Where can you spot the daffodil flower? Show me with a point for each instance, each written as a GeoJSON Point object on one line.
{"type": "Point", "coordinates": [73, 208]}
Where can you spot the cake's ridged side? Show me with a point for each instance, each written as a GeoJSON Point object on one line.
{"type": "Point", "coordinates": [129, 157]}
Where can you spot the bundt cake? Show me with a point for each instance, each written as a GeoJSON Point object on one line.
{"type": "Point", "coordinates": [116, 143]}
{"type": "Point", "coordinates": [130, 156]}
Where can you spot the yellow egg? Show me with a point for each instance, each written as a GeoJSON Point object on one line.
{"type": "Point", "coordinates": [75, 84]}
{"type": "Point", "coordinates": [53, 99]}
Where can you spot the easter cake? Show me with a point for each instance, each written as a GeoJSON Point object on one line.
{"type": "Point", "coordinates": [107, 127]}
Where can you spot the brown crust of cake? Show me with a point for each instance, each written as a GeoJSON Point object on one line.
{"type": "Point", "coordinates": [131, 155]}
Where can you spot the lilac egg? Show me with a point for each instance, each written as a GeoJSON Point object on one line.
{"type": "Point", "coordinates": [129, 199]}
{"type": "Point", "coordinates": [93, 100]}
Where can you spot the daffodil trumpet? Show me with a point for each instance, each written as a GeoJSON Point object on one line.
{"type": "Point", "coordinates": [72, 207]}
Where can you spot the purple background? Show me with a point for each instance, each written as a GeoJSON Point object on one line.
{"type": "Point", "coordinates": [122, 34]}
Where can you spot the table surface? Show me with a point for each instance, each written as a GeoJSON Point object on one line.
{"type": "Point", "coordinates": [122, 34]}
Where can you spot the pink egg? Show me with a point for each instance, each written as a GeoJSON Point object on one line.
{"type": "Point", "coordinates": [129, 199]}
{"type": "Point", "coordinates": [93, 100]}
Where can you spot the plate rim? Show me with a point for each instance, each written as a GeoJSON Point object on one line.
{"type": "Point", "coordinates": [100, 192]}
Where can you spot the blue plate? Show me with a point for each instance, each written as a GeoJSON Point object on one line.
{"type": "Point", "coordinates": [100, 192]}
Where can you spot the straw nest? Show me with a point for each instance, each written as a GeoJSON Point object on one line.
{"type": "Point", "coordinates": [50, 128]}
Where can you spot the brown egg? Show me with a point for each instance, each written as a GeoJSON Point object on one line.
----------
EXERCISE PROMPT: Reproduce every line above verbatim, in the same order and with no changes.

SOLUTION:
Where can you spot the daffodil flower? Show me with a point for each instance, each written as a GeoJSON Point object on one line.
{"type": "Point", "coordinates": [73, 208]}
Where can you spot the cake's ridged side? Show me with a point for each instance, each written as a GeoJSON Point object on one line.
{"type": "Point", "coordinates": [129, 157]}
Where can you spot the bundt cake? Show me with a point for each instance, each written as a GeoJSON Point object on one line.
{"type": "Point", "coordinates": [116, 143]}
{"type": "Point", "coordinates": [130, 156]}
Where can you spot the yellow egg? Show me with a point for each instance, each written as a GeoJSON Point object on one line.
{"type": "Point", "coordinates": [75, 84]}
{"type": "Point", "coordinates": [53, 99]}
Where can you spot the easter cake? Show me with a point for each instance, each written as a GeoJSON Point object on one line.
{"type": "Point", "coordinates": [107, 127]}
Where can you spot the brown crust of cake? Show me with a point for each instance, each written as a GeoJSON Point object on one line.
{"type": "Point", "coordinates": [131, 155]}
Where can you spot the lilac egg? Show me with a point for each instance, each written as a GeoJSON Point object on one line.
{"type": "Point", "coordinates": [129, 199]}
{"type": "Point", "coordinates": [93, 100]}
Where can you spot the daffodil trumpet? Show me with a point for each instance, each written as a GeoJSON Point object on one line.
{"type": "Point", "coordinates": [72, 207]}
Where can you spot the purple background? Show me with a point for each instance, each written as a GeoJSON Point object on one line.
{"type": "Point", "coordinates": [122, 34]}
Where can you spot the table surface? Show me with a point for each instance, each written as a GeoJSON Point object on one line.
{"type": "Point", "coordinates": [122, 34]}
Where can you spot the pink egg? Show me with a point for each instance, each written as a GeoJSON Point object on one line.
{"type": "Point", "coordinates": [129, 199]}
{"type": "Point", "coordinates": [93, 100]}
Where can you spot the plate rim? Show me with a point for each instance, each written as a GeoJSON Point object on one line.
{"type": "Point", "coordinates": [100, 192]}
Where can you spot the blue plate? Show me with a point for each instance, each written as a GeoJSON Point object on one line.
{"type": "Point", "coordinates": [100, 192]}
Where can you spot the straw nest? Show me with a point for each instance, each written as a GeoJSON Point object on one line.
{"type": "Point", "coordinates": [50, 128]}
Where can you spot the brown egg? Show me with a point for each instance, each written as a GeoJSON Point object on one line.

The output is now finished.